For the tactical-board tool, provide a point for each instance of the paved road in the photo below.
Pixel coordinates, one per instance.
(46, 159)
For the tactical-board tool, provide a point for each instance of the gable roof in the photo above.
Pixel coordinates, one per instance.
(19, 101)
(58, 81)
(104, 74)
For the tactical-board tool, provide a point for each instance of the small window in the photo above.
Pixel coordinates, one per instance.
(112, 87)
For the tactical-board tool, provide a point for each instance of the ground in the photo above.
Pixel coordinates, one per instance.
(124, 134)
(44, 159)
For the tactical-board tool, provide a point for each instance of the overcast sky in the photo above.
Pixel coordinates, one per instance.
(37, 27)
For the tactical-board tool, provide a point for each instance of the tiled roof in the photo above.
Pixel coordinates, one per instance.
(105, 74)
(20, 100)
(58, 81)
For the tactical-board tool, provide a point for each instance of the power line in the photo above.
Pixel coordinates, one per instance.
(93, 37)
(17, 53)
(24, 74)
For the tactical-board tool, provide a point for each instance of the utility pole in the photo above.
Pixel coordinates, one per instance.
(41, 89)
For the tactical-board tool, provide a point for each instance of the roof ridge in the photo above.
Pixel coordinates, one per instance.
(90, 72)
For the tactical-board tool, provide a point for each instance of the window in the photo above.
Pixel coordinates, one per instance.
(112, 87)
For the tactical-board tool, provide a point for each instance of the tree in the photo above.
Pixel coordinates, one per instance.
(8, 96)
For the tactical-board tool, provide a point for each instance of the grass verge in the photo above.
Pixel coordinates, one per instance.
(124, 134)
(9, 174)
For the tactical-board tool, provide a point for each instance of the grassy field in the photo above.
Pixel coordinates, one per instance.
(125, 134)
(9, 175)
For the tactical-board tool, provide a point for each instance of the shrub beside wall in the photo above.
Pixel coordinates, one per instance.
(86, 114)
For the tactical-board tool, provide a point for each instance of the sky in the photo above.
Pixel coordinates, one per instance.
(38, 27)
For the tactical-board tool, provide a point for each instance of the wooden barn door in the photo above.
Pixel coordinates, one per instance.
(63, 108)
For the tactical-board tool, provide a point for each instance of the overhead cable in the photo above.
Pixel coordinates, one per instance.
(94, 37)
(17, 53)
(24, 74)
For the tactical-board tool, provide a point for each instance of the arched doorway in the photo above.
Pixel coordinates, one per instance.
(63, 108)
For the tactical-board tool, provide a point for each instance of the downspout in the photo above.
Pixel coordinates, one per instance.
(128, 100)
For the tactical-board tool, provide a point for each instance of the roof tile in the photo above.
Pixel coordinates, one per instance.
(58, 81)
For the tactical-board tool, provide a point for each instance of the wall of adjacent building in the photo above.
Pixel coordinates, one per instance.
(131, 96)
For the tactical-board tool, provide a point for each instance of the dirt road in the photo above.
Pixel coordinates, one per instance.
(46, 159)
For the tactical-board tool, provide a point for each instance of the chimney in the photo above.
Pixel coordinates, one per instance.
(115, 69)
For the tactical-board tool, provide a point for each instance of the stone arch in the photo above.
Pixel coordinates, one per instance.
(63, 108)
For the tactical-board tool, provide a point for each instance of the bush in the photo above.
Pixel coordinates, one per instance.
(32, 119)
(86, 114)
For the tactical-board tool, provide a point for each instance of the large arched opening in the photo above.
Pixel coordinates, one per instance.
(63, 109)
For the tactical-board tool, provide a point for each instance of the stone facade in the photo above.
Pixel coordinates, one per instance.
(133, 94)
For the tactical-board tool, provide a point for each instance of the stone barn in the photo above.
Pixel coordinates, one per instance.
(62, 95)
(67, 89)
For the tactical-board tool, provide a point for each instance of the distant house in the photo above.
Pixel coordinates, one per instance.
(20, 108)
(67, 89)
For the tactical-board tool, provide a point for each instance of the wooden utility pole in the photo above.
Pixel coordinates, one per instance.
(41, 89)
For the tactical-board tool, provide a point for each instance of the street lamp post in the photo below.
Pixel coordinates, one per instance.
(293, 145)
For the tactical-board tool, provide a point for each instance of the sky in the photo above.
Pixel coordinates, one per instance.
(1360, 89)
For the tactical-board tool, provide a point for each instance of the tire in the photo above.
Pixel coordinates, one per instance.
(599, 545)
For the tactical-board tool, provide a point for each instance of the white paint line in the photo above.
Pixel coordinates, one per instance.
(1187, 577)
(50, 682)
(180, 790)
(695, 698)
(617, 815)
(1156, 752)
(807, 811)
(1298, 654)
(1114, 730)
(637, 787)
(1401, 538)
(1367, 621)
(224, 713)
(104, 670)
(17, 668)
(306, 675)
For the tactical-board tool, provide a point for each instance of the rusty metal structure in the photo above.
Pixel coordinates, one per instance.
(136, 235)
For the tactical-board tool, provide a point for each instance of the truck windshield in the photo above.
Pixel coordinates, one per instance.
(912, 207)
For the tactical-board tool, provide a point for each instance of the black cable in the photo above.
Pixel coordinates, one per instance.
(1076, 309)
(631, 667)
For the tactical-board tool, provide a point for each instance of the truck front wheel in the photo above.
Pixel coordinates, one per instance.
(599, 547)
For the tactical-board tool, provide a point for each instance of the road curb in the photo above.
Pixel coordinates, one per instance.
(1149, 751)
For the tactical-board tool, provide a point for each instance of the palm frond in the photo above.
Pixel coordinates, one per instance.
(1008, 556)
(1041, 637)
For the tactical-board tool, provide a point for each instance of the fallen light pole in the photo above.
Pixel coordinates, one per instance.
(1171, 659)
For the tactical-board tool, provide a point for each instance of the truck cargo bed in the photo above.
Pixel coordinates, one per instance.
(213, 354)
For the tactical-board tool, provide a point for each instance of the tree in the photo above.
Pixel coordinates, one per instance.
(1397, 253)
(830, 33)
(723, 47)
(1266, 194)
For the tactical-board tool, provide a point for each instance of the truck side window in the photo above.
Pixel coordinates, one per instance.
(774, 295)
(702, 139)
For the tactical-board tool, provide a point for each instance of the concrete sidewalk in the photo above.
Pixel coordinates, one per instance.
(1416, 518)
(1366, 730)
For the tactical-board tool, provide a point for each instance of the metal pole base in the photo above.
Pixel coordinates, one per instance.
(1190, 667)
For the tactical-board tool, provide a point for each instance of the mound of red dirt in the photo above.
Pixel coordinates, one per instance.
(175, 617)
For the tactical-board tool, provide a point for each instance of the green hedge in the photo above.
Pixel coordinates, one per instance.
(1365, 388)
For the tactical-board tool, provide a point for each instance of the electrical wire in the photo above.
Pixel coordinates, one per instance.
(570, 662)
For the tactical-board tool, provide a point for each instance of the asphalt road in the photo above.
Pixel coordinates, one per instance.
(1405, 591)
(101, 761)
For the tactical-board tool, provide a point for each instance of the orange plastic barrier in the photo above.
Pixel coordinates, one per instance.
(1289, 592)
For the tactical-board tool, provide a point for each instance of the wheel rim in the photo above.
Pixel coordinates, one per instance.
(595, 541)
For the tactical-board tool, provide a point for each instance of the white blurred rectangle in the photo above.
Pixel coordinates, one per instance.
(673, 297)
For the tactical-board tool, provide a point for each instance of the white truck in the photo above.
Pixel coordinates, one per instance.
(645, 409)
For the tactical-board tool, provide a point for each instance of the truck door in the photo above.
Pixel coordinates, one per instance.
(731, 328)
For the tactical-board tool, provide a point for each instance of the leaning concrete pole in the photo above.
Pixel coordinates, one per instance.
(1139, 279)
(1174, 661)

__Problem to work on__
Repeat word for word the lines above that run from the line containing "arch in the photo above." through the line containing "bush in the photo above.", both ends included, and nothing else.

__Output for this exercise__
For the tactical-board tool, provide a point for each instance of the stone arch in the photo above.
Pixel coordinates, one per instance.
(63, 108)
For the tactical-board tool, provide a point for each instance of the bush in the photo above.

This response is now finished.